Cel zadania => Proszę przepisać w całości i bez żadnych zmian poniższy fragment o dążeniu do osiągania celów przy minimalnym nakładzie środków.

|
Podobny zresztą pogląd, opisujący powszechne dążenie do uzyskania maksimum efektów przy minimum zastosowanych środków, był popularyzowany już przez starożytnych i średniowiecznych myślicieli, m.in. przez Arystotelesa: „Gdziekolwiek to możliwe, lepiej, by występował jeden element niż liczne”. Stosując się do tych zasad, powinniśmy zatem w taki sposób wytyczać swoje cele, aby ich osiągnięcie było możliwe przy odpowiednim nakładzie środków i energii. Nakłady środków i energii powinny zaś być tak określone, by same w sobie nie przesłaniały celu: na przykład w przypadku zdobywania wiedzy chodzi o to, by nie uczyć się zbyt wielu rzeczy w zbyt krótkim czasie. Mózg ma bowiem ograniczoną pojemność, a i organizm źle znosi tego rodzaju intensywny wysiłek. O wiele skuteczniejsze jest porcjowanie nauki i czasu na nią poświęcanego.

Zbiór danych =>
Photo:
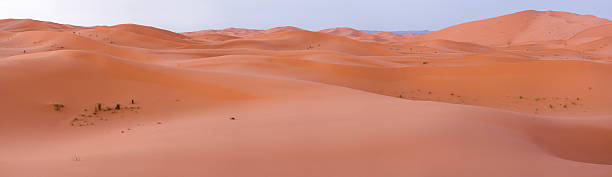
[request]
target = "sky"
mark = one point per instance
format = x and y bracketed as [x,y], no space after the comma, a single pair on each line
[193,15]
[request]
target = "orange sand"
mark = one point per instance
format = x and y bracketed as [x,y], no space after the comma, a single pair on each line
[526,94]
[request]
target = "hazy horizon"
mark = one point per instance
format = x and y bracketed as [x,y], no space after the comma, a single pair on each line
[190,15]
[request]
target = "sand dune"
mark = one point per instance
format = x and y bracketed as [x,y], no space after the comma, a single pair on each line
[497,97]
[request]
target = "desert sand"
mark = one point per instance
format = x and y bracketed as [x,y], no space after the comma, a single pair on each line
[525,94]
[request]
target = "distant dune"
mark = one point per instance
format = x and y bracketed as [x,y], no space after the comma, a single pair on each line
[399,32]
[524,94]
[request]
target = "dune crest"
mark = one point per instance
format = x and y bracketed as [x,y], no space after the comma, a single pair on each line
[525,94]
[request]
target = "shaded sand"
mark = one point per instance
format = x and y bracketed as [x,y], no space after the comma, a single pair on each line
[289,102]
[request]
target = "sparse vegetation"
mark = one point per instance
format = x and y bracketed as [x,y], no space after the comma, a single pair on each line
[76,157]
[58,107]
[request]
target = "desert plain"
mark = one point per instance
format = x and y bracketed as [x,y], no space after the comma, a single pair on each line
[524,94]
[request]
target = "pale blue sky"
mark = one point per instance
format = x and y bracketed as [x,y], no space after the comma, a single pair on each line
[191,15]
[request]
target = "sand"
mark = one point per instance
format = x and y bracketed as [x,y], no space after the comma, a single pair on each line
[511,101]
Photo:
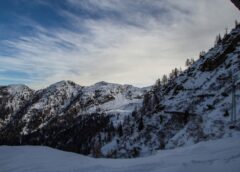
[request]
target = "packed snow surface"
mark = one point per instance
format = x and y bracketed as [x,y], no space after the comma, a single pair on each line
[220,156]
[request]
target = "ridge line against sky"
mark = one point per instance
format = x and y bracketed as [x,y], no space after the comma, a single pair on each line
[119,41]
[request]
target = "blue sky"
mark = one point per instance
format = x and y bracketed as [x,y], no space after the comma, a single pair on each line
[121,41]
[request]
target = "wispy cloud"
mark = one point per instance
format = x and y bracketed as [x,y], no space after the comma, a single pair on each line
[117,41]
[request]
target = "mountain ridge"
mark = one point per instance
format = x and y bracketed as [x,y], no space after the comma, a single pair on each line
[119,121]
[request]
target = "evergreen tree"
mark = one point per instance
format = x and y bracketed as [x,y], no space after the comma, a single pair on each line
[140,125]
[164,79]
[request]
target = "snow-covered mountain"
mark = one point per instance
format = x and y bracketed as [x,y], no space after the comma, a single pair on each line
[39,117]
[113,120]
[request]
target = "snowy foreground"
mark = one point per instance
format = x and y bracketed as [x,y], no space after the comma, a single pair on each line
[220,156]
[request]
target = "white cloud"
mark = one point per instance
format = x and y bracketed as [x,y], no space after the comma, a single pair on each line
[137,49]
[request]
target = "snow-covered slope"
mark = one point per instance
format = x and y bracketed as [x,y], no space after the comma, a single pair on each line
[120,121]
[59,114]
[221,156]
[192,106]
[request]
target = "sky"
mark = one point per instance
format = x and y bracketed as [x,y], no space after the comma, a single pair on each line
[120,41]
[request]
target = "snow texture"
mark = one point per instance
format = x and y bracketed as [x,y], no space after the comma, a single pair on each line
[221,156]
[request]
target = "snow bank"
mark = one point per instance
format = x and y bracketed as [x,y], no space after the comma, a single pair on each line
[221,156]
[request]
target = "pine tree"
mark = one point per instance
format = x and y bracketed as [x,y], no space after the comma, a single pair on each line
[164,79]
[120,130]
[140,125]
[218,39]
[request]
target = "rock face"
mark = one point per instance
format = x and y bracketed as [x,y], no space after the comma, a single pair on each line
[65,115]
[113,120]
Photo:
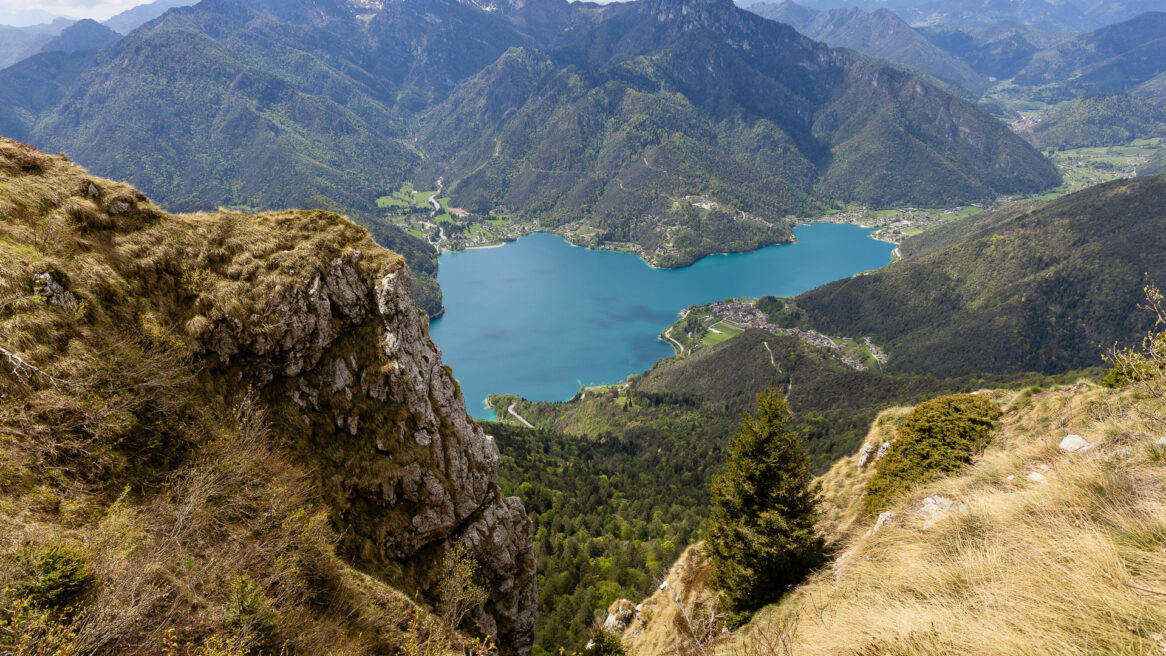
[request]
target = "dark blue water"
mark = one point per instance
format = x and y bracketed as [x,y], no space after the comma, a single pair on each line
[539,317]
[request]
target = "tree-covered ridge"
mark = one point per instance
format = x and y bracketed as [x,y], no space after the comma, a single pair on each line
[1100,120]
[669,127]
[1052,66]
[879,33]
[1039,287]
[611,513]
[657,135]
[598,467]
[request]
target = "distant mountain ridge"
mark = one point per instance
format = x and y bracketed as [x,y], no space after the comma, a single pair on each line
[678,114]
[83,35]
[1037,287]
[1066,15]
[1115,58]
[879,33]
[688,126]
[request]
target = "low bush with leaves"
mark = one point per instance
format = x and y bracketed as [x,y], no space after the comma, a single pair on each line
[939,436]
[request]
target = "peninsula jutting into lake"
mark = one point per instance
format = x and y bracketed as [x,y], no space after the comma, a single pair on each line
[540,317]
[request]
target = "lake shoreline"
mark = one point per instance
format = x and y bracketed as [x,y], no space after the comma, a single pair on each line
[543,314]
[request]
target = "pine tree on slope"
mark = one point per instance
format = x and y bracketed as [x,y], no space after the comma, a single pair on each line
[760,535]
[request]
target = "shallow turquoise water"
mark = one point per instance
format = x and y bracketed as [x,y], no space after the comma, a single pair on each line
[538,317]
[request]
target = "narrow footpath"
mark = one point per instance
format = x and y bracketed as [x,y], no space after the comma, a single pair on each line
[680,350]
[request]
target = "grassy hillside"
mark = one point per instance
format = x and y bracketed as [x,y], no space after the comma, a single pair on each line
[1041,551]
[1037,287]
[157,499]
[617,480]
[625,133]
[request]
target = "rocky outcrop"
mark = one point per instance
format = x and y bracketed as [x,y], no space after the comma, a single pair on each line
[346,354]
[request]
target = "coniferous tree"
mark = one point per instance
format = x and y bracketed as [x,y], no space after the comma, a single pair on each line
[760,535]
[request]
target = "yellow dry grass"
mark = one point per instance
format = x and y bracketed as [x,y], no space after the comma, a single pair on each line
[202,527]
[1073,565]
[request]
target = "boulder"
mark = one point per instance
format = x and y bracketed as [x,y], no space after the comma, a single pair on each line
[619,616]
[864,456]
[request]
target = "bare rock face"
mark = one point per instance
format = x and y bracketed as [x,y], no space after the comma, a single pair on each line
[406,471]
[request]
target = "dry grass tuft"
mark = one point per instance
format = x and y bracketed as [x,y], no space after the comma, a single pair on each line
[187,512]
[1074,565]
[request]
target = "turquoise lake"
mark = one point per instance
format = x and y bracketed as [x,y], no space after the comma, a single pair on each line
[538,317]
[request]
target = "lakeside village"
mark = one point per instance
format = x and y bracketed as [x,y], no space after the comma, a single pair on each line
[723,319]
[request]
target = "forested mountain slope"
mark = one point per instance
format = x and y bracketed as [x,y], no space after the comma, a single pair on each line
[687,122]
[669,112]
[1100,120]
[1041,288]
[878,33]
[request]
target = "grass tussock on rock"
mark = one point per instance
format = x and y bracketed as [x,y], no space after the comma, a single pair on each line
[1033,548]
[153,494]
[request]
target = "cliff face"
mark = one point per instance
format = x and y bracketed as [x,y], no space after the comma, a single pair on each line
[280,360]
[346,357]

Wynik zadania =>
|
Podobny zresztą pogląd, opisujący powszechne dążenie do uzyskania maksimum efektów przy minimum zastosowanych środków, był popularyzowany już przez starożytnych i średniowiecznych myślicieli, m.in. przez Arystotelesa: „Gdziekolwiek to możliwe, lepiej, by występował jeden element niż liczne”. Stosując się do tych zasad, powinniśmy zatem w taki sposób wytyczać swoje cele, aby ich osiągnięcie było możliwe przy odpowiednim nakładzie środków i energii. Nakłady środków i energii powinny zaś być tak określone, by same w sobie nie przesłaniały celu: na przykład w przypadku zdobywania wiedzy chodzi o to, by nie uczyć się zbyt wielu rzeczy w zbyt krótkim czasie. Mózg ma bowiem ograniczoną pojemność, a i organizm źle znosi tego rodzaju intensywny wysiłek. O wiele skuteczniejsze jest porcjowanie nauki i czasu na nią poświęcanego.